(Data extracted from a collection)
^^^^^^^^

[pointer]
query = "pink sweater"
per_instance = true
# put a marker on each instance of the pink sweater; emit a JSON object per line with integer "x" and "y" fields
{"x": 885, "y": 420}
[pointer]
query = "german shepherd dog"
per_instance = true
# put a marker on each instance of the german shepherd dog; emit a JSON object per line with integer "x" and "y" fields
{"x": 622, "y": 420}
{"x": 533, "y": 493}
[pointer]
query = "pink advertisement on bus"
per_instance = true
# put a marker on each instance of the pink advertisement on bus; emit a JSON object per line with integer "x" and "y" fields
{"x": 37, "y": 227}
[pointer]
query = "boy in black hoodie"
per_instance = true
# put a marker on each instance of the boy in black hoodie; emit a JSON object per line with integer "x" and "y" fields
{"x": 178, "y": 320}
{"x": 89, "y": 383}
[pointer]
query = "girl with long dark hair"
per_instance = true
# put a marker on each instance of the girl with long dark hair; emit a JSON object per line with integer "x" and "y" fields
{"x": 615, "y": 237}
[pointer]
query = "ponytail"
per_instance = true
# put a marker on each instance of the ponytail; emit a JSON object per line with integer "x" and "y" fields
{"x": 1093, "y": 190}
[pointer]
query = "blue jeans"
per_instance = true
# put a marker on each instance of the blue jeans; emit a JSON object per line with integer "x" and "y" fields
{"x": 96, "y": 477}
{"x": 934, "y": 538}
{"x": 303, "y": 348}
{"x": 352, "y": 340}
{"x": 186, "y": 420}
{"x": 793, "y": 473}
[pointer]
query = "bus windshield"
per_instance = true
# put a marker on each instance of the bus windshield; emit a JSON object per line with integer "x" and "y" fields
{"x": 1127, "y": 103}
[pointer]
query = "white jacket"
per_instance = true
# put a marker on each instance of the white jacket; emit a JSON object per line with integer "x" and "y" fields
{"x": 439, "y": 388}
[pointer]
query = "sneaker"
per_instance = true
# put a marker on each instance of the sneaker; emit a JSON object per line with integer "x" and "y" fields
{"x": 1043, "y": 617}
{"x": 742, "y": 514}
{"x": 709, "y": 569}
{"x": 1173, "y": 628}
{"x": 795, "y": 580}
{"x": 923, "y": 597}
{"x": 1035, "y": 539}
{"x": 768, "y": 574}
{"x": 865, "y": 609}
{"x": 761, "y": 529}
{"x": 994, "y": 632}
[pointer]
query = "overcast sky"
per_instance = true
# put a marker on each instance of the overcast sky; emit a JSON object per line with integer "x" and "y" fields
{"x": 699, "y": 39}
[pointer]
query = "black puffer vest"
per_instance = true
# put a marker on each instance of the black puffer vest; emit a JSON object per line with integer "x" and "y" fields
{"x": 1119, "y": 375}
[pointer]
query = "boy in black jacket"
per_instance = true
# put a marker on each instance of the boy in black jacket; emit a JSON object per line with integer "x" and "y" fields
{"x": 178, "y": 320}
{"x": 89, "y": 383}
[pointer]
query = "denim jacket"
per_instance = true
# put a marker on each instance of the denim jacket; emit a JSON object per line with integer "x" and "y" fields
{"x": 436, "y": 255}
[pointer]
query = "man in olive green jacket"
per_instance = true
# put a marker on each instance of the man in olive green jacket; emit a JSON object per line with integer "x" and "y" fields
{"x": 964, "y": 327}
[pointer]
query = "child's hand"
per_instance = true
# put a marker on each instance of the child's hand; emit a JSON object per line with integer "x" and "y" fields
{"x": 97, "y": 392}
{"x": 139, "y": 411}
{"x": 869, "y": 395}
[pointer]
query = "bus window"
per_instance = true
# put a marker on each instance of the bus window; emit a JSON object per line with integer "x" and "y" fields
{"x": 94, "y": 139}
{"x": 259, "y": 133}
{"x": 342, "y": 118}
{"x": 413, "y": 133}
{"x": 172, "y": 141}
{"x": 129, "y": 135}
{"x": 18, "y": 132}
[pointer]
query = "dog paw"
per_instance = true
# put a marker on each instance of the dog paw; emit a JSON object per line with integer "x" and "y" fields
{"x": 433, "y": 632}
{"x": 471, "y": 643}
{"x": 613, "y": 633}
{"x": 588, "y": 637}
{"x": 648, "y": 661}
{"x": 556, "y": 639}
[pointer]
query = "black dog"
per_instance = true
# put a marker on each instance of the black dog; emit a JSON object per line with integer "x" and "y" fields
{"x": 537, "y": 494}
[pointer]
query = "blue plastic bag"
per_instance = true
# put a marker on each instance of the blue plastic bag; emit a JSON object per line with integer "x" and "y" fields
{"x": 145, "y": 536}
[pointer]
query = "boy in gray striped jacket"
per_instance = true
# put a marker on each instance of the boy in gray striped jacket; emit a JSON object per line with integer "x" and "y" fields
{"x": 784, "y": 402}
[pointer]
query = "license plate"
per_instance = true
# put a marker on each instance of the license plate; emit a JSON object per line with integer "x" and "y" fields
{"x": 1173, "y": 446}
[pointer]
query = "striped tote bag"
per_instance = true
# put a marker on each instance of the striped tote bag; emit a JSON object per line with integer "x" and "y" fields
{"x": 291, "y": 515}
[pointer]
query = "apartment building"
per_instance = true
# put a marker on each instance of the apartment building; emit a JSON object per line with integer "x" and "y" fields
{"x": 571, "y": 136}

^^^^^^^^

> **Stated goal**:
Word for word, restate all of the data shown above.

> **Correct answer**:
[pointer]
query = "pink sweater"
per_instance = true
# put a marker on each instance of the pink sweater; emit a JSON object per line with integer "x" and "y" fields
{"x": 885, "y": 420}
[pointer]
query = "german shepherd dog"
per_instance = true
# put a marker on each instance of the german shepherd dog; emit a JSON object per line with integer "x" and "y" fields
{"x": 622, "y": 420}
{"x": 533, "y": 493}
[pointer]
query = "pink advertisement on bus"
per_instance = true
# put a marker on each instance of the pink advertisement on bus; emit a JSON object per line with integer "x" and "y" fields
{"x": 37, "y": 227}
[pointer]
query = "boy in black hoodie"
per_instance = true
# put a marker on each instance of the boy in black hoodie; emit a JSON object per line with integer "x" and "y" fields
{"x": 178, "y": 320}
{"x": 89, "y": 383}
[pointer]
query = "girl with long dark hair"
per_instance = true
# put a marker on each instance of the girl with long dark hair; emit a JSON object per line with integer "x" and "y" fields
{"x": 615, "y": 237}
[pointer]
query = "ponytail"
per_instance = true
# put a marker on each instance of the ponytail; emit a JSON object per line with integer "x" and "y" fields
{"x": 1093, "y": 190}
[pointer]
query = "blue jeans"
per_instance = true
# put a marker on each instance of the blue jeans; emit a JSON object per line with integer "x" and "y" fields
{"x": 96, "y": 477}
{"x": 934, "y": 538}
{"x": 303, "y": 348}
{"x": 352, "y": 340}
{"x": 186, "y": 420}
{"x": 793, "y": 473}
[pointer]
query = "bus windshield"
per_instance = true
# put a marker on each instance of the bus windshield; emit a JSON object per line with integer "x" and "y" fields
{"x": 1127, "y": 103}
[pointer]
query = "white jacket"
per_instance = true
# put a marker on each instance of the white jacket; emit a JSON object per line with integer "x" and "y" fields
{"x": 439, "y": 388}
[pointer]
query = "sneaker"
per_instance = true
# put a marker on each instance of the sneaker; emit a JSON object per line with integer "x" and "y" fields
{"x": 1043, "y": 617}
{"x": 742, "y": 514}
{"x": 709, "y": 569}
{"x": 1173, "y": 628}
{"x": 795, "y": 580}
{"x": 923, "y": 597}
{"x": 1035, "y": 539}
{"x": 768, "y": 574}
{"x": 865, "y": 609}
{"x": 761, "y": 529}
{"x": 994, "y": 632}
[pointer]
query = "overcast sky"
per_instance = true
# put a marker on each instance of the overcast sky; emit a JSON object per line with integer "x" and "y" fields
{"x": 699, "y": 39}
[pointer]
query = "black puffer vest"
per_instance = true
# put a marker on each instance of the black puffer vest; emit a JSON object per line with integer "x" and "y" fields
{"x": 1119, "y": 375}
[pointer]
query = "boy in black jacket"
per_instance = true
# put a marker on each instance of the boy in black jacket; emit a JSON object per line with integer "x" and "y" fields
{"x": 178, "y": 320}
{"x": 89, "y": 383}
[pointer]
query = "denim jacket"
per_instance = true
# put a marker on each instance of the denim jacket; emit a JSON object per line with integer "x" and "y" fields
{"x": 436, "y": 255}
[pointer]
query = "man in olive green jacket"
per_instance = true
# put a marker on each instance of the man in olive green jacket; emit a JSON object per line with integer "x" and "y" fields
{"x": 964, "y": 327}
[pointer]
query = "child's hand"
per_instance = true
# put a marker on each instance of the child's hand; emit a JSON object per line with integer "x" and "y" fields
{"x": 97, "y": 392}
{"x": 139, "y": 411}
{"x": 869, "y": 395}
[pointer]
query = "bus window"
per_instance = true
# put a marker on each instance of the bus window; emit a JSON object per line with integer "x" and "y" fields
{"x": 94, "y": 139}
{"x": 259, "y": 133}
{"x": 342, "y": 118}
{"x": 413, "y": 133}
{"x": 172, "y": 141}
{"x": 129, "y": 135}
{"x": 18, "y": 132}
[pointer]
query = "dog paw"
per_instance = true
# put a marker on each instance of the dog paw; emit a JSON object per line with integer "x" and "y" fields
{"x": 433, "y": 632}
{"x": 471, "y": 643}
{"x": 613, "y": 633}
{"x": 588, "y": 637}
{"x": 648, "y": 661}
{"x": 556, "y": 639}
[pointer]
query = "black dog"
per_instance = true
# put a marker on each instance of the black dog; emit a JSON object per line with integer "x" and "y" fields
{"x": 537, "y": 494}
[pointer]
query = "blue plastic bag"
per_instance = true
# put a marker on each instance of the blue plastic bag; emit a JSON object per line with integer "x" and "y" fields
{"x": 145, "y": 536}
[pointer]
query = "boy in gray striped jacket"
per_instance = true
# put a marker on each instance of the boy in gray striped jacket; emit a JSON object per line with integer "x" and "y" fields
{"x": 784, "y": 402}
[pointer]
query = "license plate"
per_instance = true
# put a marker on each instance of the license plate; emit a JSON object per line with integer "x" and "y" fields
{"x": 1173, "y": 446}
[pointer]
query = "striped tote bag"
per_instance = true
# put a marker on each instance of the striped tote bag; emit a JSON object per line with integer "x" and "y" fields
{"x": 291, "y": 515}
[pointer]
query = "apartment building"
per_instance = true
# put a marker on each instance of the apartment building; emit a JSON object per line with integer "x" and "y" fields
{"x": 571, "y": 136}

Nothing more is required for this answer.